- GIVEN EXERCISE A
Convert part of the records into a Markdown table with the columns n and Line, one row per line and no blank lines. Begin with the line containing "Place a dot on every instance of the tree foliage, one" and continue through the end of the records.

- PASSAGE PROVIDED
## start
Other circuits have also addressed this question, though in cases presenting somewhat different facts. Analyzing § 1926(b)'s “curtailed” and “limited” language in a similar manner, the Sixth Circuit distinguishes between “offensive” and “defensive” uses of § 1926(b). See Le-ax Water Dist. v. City of Athens, 346 F.3d 701, 708 (6th Cir.2003) (“The statute's use of phrases like ‘curtailed’ and ‘limited’ to describe the municipality's interference with the rural water association suggests that a rural water association must already be providing service to an area before the protections of § 1926(b) apply.”). In Le-ax, the Sixth Circuit rejected a rural water district's attempt to use § 1926(b) to become the exclusive service provider for a new development that it had not previously served. Id. The Sixth Circuit adopted a categorical rule prohibiting rural districts from making “offensive” use of § 1926(b) by “seeking to use the statute to foist an incursion of its own on users ․ that it has never served or made agreements to serve.” Id. at 707. In contrast, the Le-ax court read § 1926(b) to authorize “defensive” uses, allowing rural districts to “use the statute to protect [their] users or territory from municipal incursion.” Id .
We recognize that the Tenth Circuit has addressed this question twice before and taken a contrary approach, albeit without much discussion of the issue. See Pittsburg County Rural Water Dist. No. 7 v. City of McAlester, 358 F.3d 694 (10th Cir.2004); Sequoyah County Rural Water Dist. No. 7 v. Town of Muldrow, 191 F.3d 1192 (10th Cir.1999). Both Pittsburg County and Sequoyah County involved rural water districts that were previously federally indebted, but both districts later paid off their qualifying federal loans. Without active loans, § 1926(b) protection did not apply, and nearby cities began providing water service to customers within the rural water districts. After the cities started providing service to these customers, the rural water districts acquired new qualifying federal loans under § 1926(a), restoring their § 1926(b) protection. In both cases, the Tenth Circuit held that the districts could sue to reclaim the customers that the cities began serving during the time between the districts' periods of federal indebtedness. On this view, “all § 1926 claims based on service by [a city] to customers within the limitations period were not otherwise barred by the fact that [the city] was serving those customers prior to the [subsequent] loan.” Pittsburg County, 358 F.3d at 713; see also id. (“The fact that a municipality had provided service to those properties prior to the [qualifying federal] loan was no bar in Sequoyah to claims arising out of a city's service during the period of indebtedness.”).
None of these cases is precisely analogous to this case. In Le-ax, the rural district brought suit over customers outside the association's boundaries, while here the customers are within the District's boundaries.7 And unlike the rural districts in Pittsburgh County and Sequoyah County, the District never had a qualifying federal loan before August 31, 2007, and thus never had § 1926(b) protection with respect to customers the City served before that date. Nonetheless, neither of those distinctions affects our analysis of this issue. To the extent there is a conflict between these cases, we find the Sixth Circuit's distinction between offensive and defensive uses of § 1926(b) in Le-ax to be more persuasive and consistent with our reading of the statute. Section 1926(b) provides a shield, not a sword. Because we conclude that the City's continuing to provide service to customers it began serving before the District obtained the USDA loan does not violate § 1926(b), we affirm the district court's grant of summary judgment with respect to this set of customers.
## end
- GIVEN EXERCISE B
Answer these questions from the passage on § 1926(b):
(i) Which circuit decided Le-ax Water Dist. v. City of Athens?
(ii) Which two Tenth Circuit cases does the passage cite?
(iii) Before what date had the District never had a qualifying federal loan?

- DATASET EXCERPTS
## start
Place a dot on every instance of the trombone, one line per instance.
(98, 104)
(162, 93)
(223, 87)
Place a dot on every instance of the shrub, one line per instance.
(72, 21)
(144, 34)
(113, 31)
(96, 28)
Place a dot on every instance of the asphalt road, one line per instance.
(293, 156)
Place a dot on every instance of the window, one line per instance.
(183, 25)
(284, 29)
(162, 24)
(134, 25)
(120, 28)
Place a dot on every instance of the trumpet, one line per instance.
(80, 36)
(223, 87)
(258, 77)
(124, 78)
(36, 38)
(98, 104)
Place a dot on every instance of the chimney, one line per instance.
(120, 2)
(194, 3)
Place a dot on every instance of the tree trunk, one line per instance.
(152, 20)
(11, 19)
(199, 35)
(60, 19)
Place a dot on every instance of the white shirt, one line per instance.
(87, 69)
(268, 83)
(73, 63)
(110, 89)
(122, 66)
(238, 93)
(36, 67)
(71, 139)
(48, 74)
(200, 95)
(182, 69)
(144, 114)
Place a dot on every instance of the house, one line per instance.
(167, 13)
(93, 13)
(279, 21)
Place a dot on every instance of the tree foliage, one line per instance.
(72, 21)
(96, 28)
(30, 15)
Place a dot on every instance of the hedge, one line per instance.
## end
- TASK RESULT A
| n | Line |
|---|---|
| 1 | Place a dot on every instance of the tree foliage, one line per instance. |
| 2 | (72, 21) |
| 3 | (96, 28) |
| 4 | (30, 15) |
| 5 | Place a dot on every instance of the hedge, one line per instance. |

- TASK RESULT B
(i) The Sixth Circuit.
(ii) Pittsburg County Rural Water Dist. No. 7 v. City of McAlester and Sequoyah County Rural Water Dist. No. 7 v. Town of Muldrow.
(iii) August 31, 2007.